In the text about Amaravati, write out everything from "In the heart" down to "to the mortuary.", swapping every "mortuary" for "morgue".

» Excerpted text:
== Segment start ==

In the heart of Sri Lanka, there exists a remarkable woman named Amaravati, whose extraordinary profession sets her apart from anyone else in the country. She is the only female who fearlessly dissects lifeless bodies in a mortuary, playing a crucial role in unravelling the mysteries surrounding people’s deaths. Let us delve into the story of Jayasundara Mudalalige Amaravati.
Amaravati hails from the serene village of Girandurukotte in Mahiyanganaya. Born on January 13, 1982, she grew up in a loving household with five brothers, a sister, and her parents, who led a prosperous farming life. Despite her upbringing in a rural setting, Amaravati pursued her education at Bathalayaya Madhya Maha Vidyalaya, specializing in the art stream. Little did she know then that her path would lead her to the mortuary.
While in school, Amaravati displayed great talent in sports, excelling in volleyball and track and field events like the discus throw. Her leadership qualities were evident when she became the Head Prefect of her school in 2002.
Amaravati’s journey in the healthcare field began in 2005 when she joined the Peradeniya Teaching Hospital as a relief worker.
Having a compassionate nature and a deep understanding of others’ feelings, Amaravati felt a strong desire to help those in need. She embraced her initial assignments with enthusiasm and joy, whether it was accompanying patients to clinics or even washing blood-filled bottles in the dental hospital. She continued her work in various departments, including the ward, where she encountered the stark reality of death firsthand.
Attending to patients meant encountering new experiences each day. Amaravati vividly recalls the poignant moments when she had to prepare deceased individuals for their final journey, tying their limbs, closing their eyes, and comforting their souls. Initially, such encounters left her feeling uneasy, even carrying the weight of those experiences home. However, as time went on, death became a normal part of her life, and she accepted it as an inevitable reality.
During her career, Amaravati worked in different hospital departments, including the operating room and the outpatient department (OPD). Eventually, due to family commitments, she sought a transfer to a position with regular working hours. It was then that she discovered an opportunity at the coroner’s office, where she applied to become a health assistant.
Amaravati’s dedication and eagerness to learn caught the attention of Dr. Prabhat Senasinghe, an expert forensic doctor, who recognized her potential. With his guidance and the support of Mr. Jayawardena, the coroner, Amaravati delved into the intricacies of autopsy and post-mortem investigations. She received invaluable training from experienced workers like Mr. Sanjeeva Pushpakumara and Mr. Jagath Nishantha, who willingly shared their knowledge with her.
As Amaravati observed her mentors dissecting cadavers, an idea sparked within her. She asked if she could try her hand at the task. To her surprise, both Mr. Sanjeeva and Mr. Jagath agreed, and Amaravati embarked on her journey of dissecting her first male corpse. Despite initial doubts and apprehensions, she approached the task with determination, reminding herself that it was an inanimate body. Throughout the process, she experienced a mix of emotions, but the satisfaction she felt when commended by her mentors was undeniable.

== Segment end ==

» Dataset entries:
== Segment start ==

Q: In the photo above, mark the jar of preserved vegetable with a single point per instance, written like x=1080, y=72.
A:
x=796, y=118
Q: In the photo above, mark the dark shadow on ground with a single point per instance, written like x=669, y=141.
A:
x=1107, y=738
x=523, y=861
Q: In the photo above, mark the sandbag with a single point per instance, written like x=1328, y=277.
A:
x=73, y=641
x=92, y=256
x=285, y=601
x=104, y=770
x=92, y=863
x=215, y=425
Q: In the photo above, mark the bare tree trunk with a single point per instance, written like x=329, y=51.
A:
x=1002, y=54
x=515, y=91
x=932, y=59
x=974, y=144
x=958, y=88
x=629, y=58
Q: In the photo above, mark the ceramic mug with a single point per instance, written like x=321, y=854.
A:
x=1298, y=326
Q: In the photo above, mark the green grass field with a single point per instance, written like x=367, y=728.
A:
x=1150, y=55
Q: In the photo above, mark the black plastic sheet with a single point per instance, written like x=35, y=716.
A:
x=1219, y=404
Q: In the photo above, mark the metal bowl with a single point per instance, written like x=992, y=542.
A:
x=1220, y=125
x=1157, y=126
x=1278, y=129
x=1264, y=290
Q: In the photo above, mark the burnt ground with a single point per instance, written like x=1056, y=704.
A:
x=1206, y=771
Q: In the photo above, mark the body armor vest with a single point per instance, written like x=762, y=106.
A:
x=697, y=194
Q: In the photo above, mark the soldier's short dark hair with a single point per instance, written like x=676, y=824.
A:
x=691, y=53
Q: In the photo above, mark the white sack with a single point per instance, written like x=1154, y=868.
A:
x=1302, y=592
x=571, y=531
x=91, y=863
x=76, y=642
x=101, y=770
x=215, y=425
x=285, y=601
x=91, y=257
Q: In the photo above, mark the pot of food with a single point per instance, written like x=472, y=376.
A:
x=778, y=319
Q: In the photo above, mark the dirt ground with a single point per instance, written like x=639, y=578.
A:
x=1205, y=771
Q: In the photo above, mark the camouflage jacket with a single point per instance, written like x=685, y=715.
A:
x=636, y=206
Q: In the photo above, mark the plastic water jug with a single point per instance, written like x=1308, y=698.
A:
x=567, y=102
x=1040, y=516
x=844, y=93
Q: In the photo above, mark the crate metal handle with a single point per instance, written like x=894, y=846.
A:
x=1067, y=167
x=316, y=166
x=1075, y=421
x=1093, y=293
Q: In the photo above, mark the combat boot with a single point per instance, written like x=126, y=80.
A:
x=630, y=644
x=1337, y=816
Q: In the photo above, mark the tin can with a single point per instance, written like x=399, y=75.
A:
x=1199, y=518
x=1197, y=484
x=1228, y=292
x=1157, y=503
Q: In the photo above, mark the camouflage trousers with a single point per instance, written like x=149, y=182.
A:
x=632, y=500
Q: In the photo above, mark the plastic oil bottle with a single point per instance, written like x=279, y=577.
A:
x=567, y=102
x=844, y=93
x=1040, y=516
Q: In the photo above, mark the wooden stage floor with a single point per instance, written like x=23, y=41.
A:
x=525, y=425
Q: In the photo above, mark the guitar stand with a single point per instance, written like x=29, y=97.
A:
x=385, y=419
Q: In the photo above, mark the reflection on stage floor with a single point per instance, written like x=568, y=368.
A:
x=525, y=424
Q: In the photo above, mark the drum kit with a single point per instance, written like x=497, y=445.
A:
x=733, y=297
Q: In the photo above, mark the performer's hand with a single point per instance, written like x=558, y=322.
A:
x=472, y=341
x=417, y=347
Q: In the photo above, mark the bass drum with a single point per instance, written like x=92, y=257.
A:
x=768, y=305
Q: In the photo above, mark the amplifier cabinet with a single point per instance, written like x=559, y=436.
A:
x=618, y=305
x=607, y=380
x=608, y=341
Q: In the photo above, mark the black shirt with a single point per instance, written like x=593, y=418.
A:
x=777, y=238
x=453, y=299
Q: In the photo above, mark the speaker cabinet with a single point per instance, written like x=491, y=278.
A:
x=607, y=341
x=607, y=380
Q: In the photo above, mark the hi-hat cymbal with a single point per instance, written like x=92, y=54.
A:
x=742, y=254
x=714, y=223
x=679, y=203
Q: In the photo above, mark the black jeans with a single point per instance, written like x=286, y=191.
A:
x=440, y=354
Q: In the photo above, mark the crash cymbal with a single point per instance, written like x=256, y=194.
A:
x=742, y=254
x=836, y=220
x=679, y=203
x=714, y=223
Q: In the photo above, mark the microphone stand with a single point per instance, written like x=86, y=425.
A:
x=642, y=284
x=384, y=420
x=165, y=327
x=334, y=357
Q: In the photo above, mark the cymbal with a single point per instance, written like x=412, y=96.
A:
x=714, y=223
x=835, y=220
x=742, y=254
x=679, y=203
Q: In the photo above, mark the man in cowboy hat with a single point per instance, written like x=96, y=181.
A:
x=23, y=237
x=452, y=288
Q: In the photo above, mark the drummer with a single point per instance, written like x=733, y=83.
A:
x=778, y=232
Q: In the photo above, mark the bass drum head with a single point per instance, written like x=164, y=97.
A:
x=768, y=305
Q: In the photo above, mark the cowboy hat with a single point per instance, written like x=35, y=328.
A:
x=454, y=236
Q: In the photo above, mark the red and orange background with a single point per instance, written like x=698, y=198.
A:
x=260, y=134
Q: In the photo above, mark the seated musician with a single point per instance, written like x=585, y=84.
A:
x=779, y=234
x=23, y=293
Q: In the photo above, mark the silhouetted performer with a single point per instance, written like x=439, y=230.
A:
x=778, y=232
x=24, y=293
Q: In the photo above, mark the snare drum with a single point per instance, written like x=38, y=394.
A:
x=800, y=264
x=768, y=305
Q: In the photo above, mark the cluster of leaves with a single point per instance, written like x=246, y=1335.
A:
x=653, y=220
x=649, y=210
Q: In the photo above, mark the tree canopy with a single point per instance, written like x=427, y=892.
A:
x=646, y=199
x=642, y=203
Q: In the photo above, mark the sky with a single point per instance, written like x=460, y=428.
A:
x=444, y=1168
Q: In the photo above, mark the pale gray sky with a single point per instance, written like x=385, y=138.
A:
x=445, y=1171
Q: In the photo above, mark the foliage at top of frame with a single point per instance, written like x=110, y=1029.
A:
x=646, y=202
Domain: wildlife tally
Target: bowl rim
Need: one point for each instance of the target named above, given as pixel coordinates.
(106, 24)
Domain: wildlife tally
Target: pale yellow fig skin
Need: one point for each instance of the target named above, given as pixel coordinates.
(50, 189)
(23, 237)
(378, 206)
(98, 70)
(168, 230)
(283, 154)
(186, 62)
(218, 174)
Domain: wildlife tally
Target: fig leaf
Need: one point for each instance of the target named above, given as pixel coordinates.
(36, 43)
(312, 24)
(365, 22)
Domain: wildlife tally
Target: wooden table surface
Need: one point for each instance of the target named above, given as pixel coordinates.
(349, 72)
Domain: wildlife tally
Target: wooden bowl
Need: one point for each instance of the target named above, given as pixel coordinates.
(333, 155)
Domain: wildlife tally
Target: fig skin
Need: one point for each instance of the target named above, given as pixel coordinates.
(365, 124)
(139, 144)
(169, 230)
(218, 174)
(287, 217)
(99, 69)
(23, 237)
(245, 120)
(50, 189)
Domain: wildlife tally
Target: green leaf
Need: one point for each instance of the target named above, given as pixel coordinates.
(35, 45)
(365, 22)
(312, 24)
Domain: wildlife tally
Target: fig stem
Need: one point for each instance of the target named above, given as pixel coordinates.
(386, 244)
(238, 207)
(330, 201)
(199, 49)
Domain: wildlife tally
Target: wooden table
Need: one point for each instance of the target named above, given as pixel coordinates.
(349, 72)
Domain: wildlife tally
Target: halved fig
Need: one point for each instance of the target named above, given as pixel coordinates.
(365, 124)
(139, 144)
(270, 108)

== Segment end ==

» Task result:
In the heart of Sri Lanka, there exists a remarkable woman named Amaravati, whose extraordinary profession sets her apart from anyone else in the country. She is the only female who fearlessly dissects lifeless bodies in a morgue, playing a crucial role in unravelling the mysteries surrounding people’s deaths. Let us delve into the story of Jayasundara Mudalalige Amaravati.
Amaravati hails from the serene village of Girandurukotte in Mahiyanganaya. Born on January 13, 1982, she grew up in a loving household with five brothers, a sister, and her parents, who led a prosperous farming life. Despite her upbringing in a rural setting, Amaravati pursued her education at Bathalayaya Madhya Maha Vidyalaya, specializing in the art stream. Little did she know then that her path would lead her to the morgue.